# Consigne:
Recopiez sans rien modifier les entrées qui vont de la ligne contenant « Target: thin white cloud » jusqu'à la dernière ligne, ces deux lignes comprises.

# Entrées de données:
* * * * * * * * *
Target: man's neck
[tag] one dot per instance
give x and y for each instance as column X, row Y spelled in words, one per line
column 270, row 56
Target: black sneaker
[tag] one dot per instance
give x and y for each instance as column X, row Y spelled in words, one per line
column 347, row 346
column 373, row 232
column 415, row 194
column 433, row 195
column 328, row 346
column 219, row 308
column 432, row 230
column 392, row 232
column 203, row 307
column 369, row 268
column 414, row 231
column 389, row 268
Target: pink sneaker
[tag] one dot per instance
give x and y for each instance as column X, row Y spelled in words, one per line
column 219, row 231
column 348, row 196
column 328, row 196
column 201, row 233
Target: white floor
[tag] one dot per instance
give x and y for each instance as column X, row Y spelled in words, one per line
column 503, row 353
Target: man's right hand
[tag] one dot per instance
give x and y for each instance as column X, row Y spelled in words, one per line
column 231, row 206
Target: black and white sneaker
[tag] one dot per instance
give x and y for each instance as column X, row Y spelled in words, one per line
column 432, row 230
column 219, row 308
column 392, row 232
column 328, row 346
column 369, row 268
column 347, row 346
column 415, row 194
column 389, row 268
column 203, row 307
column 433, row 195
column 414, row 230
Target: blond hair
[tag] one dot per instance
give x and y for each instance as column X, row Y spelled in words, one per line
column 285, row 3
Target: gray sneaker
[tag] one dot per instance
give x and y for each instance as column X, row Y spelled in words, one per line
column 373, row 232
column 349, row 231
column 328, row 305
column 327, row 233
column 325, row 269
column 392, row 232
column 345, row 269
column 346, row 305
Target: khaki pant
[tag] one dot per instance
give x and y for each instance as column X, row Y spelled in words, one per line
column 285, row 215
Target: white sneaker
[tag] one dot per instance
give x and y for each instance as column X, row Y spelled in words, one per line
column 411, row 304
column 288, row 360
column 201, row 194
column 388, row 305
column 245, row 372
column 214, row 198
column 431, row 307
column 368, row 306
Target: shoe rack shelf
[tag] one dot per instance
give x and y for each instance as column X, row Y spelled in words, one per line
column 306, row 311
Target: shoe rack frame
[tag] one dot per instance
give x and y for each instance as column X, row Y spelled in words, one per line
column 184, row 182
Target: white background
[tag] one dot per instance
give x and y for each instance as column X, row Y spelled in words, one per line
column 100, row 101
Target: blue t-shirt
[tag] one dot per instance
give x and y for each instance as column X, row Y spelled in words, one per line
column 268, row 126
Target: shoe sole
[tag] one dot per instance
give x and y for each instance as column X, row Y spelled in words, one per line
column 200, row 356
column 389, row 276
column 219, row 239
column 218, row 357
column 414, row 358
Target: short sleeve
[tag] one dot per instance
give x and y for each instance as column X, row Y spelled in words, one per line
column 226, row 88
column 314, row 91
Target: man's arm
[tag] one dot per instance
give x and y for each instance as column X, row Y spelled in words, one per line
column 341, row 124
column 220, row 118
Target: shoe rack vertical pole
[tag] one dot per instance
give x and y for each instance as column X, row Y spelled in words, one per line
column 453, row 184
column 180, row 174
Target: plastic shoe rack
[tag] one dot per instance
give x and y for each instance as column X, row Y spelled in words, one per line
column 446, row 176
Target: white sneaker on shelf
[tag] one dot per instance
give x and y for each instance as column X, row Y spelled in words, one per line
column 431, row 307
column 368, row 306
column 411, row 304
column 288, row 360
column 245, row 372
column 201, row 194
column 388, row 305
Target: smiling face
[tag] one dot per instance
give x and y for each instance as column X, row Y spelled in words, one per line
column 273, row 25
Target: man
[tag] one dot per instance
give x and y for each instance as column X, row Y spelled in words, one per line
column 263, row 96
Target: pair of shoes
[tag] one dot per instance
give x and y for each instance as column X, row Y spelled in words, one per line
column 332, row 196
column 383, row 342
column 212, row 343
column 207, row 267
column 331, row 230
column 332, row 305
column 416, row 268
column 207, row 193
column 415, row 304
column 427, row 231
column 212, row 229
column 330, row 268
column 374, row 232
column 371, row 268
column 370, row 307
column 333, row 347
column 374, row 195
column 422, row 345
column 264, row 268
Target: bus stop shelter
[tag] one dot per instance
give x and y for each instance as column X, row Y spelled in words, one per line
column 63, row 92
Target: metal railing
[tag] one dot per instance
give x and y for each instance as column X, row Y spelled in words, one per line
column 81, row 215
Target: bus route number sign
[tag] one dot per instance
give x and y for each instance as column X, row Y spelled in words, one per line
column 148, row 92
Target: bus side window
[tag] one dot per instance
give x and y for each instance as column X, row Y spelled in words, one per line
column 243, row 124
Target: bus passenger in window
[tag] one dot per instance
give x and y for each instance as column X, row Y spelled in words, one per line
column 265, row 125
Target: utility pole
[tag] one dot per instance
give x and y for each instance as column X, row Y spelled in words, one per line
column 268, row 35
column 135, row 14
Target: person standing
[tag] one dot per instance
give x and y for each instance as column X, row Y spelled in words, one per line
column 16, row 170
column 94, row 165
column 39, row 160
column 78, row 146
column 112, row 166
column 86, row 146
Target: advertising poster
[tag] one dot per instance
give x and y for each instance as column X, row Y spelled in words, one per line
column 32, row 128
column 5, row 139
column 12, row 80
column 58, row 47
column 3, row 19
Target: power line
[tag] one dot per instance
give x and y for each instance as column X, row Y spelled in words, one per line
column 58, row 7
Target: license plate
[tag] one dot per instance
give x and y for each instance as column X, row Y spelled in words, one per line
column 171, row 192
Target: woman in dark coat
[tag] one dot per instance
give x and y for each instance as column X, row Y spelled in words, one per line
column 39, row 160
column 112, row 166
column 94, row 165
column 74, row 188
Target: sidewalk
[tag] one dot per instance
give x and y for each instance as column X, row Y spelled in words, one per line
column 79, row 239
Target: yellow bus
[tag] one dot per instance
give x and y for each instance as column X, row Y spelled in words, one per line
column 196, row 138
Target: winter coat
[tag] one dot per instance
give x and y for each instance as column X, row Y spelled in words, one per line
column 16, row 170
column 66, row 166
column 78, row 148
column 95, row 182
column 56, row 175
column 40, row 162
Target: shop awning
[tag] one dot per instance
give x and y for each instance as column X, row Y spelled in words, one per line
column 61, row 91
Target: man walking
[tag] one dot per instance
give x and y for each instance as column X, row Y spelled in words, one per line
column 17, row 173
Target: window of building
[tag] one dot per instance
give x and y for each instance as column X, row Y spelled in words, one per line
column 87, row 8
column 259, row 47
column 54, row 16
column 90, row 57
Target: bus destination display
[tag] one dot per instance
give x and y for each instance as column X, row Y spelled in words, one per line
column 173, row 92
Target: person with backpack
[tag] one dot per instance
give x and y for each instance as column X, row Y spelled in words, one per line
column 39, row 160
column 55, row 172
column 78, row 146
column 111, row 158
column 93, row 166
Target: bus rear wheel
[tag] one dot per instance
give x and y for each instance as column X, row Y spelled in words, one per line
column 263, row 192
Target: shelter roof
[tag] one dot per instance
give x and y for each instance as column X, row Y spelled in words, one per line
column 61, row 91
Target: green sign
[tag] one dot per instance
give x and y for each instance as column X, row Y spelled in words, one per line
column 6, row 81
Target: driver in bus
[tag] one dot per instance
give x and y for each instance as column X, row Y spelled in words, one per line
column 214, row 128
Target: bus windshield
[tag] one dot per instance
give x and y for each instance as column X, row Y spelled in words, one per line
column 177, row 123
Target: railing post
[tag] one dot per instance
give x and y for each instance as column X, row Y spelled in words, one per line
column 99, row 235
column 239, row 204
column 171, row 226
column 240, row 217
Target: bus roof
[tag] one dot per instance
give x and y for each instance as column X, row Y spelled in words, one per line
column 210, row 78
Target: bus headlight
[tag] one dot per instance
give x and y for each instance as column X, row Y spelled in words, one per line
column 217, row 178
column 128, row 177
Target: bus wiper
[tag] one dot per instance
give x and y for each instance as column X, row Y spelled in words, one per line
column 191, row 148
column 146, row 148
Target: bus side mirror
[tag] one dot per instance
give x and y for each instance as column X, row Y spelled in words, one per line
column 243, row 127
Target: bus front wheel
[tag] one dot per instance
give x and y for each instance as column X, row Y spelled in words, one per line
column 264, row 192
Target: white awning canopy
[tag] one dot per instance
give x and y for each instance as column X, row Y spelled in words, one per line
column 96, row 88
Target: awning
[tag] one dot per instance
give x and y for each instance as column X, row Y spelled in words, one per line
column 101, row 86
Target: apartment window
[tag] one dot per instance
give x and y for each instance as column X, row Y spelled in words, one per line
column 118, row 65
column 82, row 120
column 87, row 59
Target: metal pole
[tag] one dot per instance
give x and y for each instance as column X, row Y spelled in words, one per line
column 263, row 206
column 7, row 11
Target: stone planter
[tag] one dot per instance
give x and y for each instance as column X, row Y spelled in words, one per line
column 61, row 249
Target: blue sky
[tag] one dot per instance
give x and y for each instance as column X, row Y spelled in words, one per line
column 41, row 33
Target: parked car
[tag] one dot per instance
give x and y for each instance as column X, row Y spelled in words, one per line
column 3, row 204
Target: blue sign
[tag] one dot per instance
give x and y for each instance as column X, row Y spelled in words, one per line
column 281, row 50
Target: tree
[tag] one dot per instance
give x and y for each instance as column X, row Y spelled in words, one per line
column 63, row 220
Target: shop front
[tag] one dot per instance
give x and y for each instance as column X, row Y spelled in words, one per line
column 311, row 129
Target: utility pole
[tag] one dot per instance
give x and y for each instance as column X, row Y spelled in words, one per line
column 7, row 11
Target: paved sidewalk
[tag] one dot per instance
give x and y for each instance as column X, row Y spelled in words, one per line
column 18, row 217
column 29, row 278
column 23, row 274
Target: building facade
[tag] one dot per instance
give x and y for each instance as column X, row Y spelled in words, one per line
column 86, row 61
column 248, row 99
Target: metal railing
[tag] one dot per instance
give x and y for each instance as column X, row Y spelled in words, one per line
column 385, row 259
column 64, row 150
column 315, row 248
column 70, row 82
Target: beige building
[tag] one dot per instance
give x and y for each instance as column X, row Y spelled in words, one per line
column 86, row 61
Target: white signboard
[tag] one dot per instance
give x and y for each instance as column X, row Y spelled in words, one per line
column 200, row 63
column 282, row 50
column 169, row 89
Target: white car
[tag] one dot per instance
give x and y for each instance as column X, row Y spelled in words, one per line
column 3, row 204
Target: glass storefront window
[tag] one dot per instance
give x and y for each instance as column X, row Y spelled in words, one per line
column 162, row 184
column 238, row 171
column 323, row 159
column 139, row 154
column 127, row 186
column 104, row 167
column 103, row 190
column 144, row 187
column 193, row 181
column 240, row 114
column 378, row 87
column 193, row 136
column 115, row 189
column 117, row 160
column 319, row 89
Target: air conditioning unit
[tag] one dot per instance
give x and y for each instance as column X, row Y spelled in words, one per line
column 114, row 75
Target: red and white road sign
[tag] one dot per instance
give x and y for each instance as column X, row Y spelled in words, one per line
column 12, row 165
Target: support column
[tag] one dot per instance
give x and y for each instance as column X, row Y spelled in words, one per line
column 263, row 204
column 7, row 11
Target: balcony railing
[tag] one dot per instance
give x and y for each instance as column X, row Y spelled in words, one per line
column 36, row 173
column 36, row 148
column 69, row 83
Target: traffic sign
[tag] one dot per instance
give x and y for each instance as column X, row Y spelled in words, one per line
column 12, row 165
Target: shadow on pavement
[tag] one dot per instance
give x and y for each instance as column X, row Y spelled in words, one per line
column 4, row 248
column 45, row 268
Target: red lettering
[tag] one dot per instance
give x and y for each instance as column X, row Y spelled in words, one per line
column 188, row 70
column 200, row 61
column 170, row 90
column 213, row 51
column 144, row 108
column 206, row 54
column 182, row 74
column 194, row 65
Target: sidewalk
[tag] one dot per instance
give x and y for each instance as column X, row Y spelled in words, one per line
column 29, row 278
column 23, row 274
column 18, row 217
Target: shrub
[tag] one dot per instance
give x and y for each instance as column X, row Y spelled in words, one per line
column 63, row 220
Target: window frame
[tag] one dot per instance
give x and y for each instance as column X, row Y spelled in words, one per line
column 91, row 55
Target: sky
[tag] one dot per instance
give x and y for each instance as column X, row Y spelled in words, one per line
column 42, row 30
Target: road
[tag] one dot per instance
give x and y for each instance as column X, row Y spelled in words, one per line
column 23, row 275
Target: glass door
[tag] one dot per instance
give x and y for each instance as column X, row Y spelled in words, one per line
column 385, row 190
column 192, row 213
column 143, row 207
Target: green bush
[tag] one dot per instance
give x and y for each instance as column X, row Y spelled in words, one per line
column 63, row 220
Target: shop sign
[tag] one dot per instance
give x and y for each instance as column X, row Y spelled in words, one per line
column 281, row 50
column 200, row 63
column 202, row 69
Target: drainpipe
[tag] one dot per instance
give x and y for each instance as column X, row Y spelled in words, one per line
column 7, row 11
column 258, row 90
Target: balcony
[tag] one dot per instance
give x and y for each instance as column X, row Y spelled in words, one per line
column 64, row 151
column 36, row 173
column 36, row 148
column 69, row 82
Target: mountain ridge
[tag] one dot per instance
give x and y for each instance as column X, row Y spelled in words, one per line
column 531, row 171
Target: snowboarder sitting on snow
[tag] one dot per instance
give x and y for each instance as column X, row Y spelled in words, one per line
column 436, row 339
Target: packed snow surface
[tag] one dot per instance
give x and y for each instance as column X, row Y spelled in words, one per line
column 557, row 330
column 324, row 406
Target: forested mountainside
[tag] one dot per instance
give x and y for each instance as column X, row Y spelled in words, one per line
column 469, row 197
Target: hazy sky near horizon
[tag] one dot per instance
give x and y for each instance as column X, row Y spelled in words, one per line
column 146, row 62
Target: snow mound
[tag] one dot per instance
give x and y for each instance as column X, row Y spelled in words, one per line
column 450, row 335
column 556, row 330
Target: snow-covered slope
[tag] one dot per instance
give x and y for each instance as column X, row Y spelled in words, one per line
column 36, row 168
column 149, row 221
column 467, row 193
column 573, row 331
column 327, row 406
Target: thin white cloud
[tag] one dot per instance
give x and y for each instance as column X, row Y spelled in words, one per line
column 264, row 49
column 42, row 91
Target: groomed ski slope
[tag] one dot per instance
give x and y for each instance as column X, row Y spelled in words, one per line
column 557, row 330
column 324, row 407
* * * * * * * * *
# Résultat attendu:
Target: thin white cloud
[tag] one dot per instance
give x and y for each instance as column X, row Y spelled in words, one per line
column 264, row 49
column 42, row 91
Target: groomed ski slope
[tag] one dot per instance
give x and y for each instance as column X, row Y spelled in words, one per line
column 557, row 330
column 324, row 407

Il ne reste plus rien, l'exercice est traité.